### Data shown
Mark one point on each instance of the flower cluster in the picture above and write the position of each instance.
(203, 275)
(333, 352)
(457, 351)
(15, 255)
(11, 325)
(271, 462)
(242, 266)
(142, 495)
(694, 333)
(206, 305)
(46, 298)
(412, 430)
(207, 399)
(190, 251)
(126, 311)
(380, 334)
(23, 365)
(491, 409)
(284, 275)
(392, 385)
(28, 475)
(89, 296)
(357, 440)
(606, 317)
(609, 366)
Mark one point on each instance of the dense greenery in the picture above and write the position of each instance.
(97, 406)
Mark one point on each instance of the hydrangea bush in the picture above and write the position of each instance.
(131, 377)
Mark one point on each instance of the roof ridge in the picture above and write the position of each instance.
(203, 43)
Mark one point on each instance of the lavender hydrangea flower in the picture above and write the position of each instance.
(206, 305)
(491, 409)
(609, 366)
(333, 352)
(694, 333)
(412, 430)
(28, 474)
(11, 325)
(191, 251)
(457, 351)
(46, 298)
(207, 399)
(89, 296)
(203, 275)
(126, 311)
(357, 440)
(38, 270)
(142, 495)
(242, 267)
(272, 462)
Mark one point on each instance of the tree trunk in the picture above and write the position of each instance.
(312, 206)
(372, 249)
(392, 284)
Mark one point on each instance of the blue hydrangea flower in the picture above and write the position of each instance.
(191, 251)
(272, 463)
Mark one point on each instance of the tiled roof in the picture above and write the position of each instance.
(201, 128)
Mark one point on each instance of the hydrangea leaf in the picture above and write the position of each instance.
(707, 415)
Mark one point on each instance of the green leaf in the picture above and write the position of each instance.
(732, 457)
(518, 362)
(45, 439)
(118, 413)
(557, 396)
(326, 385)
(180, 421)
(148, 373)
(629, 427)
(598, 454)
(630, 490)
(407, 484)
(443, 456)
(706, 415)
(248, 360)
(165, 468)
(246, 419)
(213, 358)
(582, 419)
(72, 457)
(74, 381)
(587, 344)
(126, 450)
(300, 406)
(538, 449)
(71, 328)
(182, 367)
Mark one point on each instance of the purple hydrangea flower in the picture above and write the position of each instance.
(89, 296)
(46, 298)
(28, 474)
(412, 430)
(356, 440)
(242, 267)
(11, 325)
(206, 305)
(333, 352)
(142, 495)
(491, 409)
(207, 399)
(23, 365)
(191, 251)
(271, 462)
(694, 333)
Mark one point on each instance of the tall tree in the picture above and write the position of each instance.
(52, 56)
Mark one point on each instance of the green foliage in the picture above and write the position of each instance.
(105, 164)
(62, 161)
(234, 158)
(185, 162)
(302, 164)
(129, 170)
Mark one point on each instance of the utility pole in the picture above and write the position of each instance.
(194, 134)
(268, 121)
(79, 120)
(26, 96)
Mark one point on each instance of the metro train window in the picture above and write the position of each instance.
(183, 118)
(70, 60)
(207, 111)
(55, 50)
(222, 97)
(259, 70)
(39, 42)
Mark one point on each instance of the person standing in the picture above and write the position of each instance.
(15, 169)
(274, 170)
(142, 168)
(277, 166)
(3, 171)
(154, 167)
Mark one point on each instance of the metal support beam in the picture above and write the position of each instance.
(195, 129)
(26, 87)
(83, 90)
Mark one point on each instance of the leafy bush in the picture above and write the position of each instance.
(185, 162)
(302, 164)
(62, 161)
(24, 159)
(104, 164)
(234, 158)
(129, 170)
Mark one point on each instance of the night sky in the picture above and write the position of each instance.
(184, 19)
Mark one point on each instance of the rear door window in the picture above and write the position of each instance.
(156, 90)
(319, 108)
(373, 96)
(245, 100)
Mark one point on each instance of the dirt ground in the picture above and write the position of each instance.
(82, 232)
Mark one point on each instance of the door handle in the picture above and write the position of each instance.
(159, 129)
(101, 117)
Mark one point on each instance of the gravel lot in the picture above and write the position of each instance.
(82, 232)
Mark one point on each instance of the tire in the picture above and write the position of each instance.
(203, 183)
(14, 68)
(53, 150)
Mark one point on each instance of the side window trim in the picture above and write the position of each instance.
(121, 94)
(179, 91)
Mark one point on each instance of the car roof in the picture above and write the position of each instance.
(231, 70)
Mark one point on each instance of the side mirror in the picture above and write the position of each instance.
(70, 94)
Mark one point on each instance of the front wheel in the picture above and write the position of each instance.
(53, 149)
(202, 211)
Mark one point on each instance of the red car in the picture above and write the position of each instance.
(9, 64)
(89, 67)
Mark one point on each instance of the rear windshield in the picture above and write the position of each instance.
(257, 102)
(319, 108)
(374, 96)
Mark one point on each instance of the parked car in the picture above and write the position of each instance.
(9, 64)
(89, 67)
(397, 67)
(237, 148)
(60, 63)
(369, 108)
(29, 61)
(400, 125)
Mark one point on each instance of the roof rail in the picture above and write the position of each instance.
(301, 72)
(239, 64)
######
What you will do ▸
Could you copy out every one of the entries above, word for word?

Task result ▸
Mark one point on each instance of the flower cluster in the picture above and write the position of each instance.
(203, 275)
(333, 352)
(457, 351)
(15, 255)
(11, 325)
(271, 462)
(242, 266)
(142, 495)
(694, 333)
(206, 305)
(46, 298)
(412, 430)
(207, 399)
(190, 251)
(126, 311)
(380, 334)
(23, 365)
(491, 409)
(284, 275)
(392, 385)
(28, 475)
(89, 296)
(357, 440)
(606, 317)
(609, 366)
Mark one point on each instance of the dense greenery in the picture above and write the position of each instance.
(97, 406)
Mark one point on each instance of the hydrangea bush in the picture above and write the position of each instance.
(131, 377)
Mark one point on each instance of the roof ridge in the picture above and write the position of each instance.
(203, 43)
Mark one point on each instance of the lavender hydrangea flower in the picture above and write the position of each instance.
(206, 305)
(491, 409)
(609, 366)
(333, 352)
(694, 333)
(412, 430)
(28, 474)
(11, 325)
(191, 251)
(457, 351)
(46, 298)
(207, 399)
(89, 296)
(203, 275)
(126, 311)
(357, 440)
(38, 270)
(142, 495)
(242, 267)
(272, 462)
Mark one point on each instance of the tree trunk in the picture above and write the position of each instance.
(312, 206)
(372, 249)
(392, 284)
Mark one point on each instance of the blue hydrangea flower in the picture above and write the position of each instance.
(191, 251)
(272, 463)
Mark one point on each instance of the tiled roof in the picture above and write the position of each instance.
(201, 128)
Mark one point on each instance of the hydrangea leaf in the picture above and write the position of each instance.
(707, 415)
Mark one point on each instance of the green leaf in the picture above and write the position of each instance.
(732, 457)
(518, 362)
(45, 439)
(118, 413)
(557, 396)
(326, 385)
(180, 421)
(148, 373)
(629, 427)
(598, 454)
(630, 490)
(407, 484)
(443, 456)
(706, 415)
(248, 360)
(165, 468)
(246, 419)
(213, 358)
(582, 419)
(72, 457)
(74, 381)
(587, 344)
(126, 450)
(300, 406)
(538, 449)
(71, 328)
(182, 367)
Mark one point on each instance of the purple hydrangea flower in the picture above and write the position of each instance.
(89, 296)
(46, 298)
(28, 474)
(412, 430)
(356, 440)
(242, 267)
(11, 325)
(206, 305)
(333, 352)
(142, 495)
(491, 409)
(207, 399)
(23, 365)
(191, 251)
(271, 462)
(694, 333)
Mark one point on each instance of the tall tree in the picture above and write the position of each instance.
(52, 56)
Mark one point on each instance of the green foliage in the picture above and write the position of each instance.
(105, 164)
(62, 161)
(234, 158)
(185, 162)
(302, 164)
(129, 170)
Mark one point on each instance of the utility pole in the picture above and write the position of each instance.
(194, 134)
(268, 121)
(79, 120)
(26, 96)
Mark one point on each instance of the metro train window in the picture above and write the position of each instance.
(183, 118)
(70, 60)
(207, 111)
(55, 50)
(222, 97)
(259, 70)
(39, 42)
Mark one point on each instance of the person standing in the picture above and write the position of each instance.
(15, 169)
(274, 170)
(142, 168)
(277, 166)
(3, 171)
(154, 167)
Mark one point on each instance of the metal support beam in the picture above and write the position of each instance.
(195, 129)
(26, 87)
(83, 90)
Mark one point on each instance of the leafy bush in the picture above and write the position of each instance.
(185, 162)
(302, 164)
(62, 161)
(24, 159)
(104, 164)
(234, 158)
(129, 170)
Mark one point on each instance of the night sky in the picture above and write the position of each instance.
(184, 19)
Mark one point on each instance of the rear door window in the picture above and write the position of each instance.
(156, 90)
(319, 108)
(373, 96)
(245, 100)
Mark one point on each instance of the dirt ground in the picture above and write the position of each instance.
(82, 232)
Mark one point on each instance of the door handle in the picture above and write the position of each instance.
(159, 129)
(101, 117)
Mark one point on each instance of the gravel lot in the picture above and write the position of each instance.
(82, 232)
Mark one point on each instance of the tire in the picture above and write the position of each instance.
(203, 183)
(14, 68)
(53, 150)
Mark one point on each instance of the side window trim in the picture above and write the position of each instance.
(121, 94)
(179, 91)
Mark one point on each instance of the car roof in the picture above and write the position of each instance.
(231, 70)
Mark one point on each instance of the side mirror in the picture above and write the position of each instance.
(70, 94)
Mark one point on each instance of the front wheel in the picture above and write the position of each instance.
(53, 149)
(202, 211)
Mark one point on each instance of the red car in the picture above and write the position of each instance.
(9, 64)
(89, 67)
Mark one point on each instance of the rear windshield in the picture above and write the position of each instance.
(257, 102)
(319, 108)
(374, 96)
Mark one point on each instance of the parked car in the picture above and write the position of each instance.
(9, 64)
(89, 67)
(397, 67)
(237, 148)
(60, 63)
(369, 108)
(29, 61)
(400, 125)
Mark one point on each instance of the roof rail in the picture above and write the position of each instance.
(301, 72)
(239, 64)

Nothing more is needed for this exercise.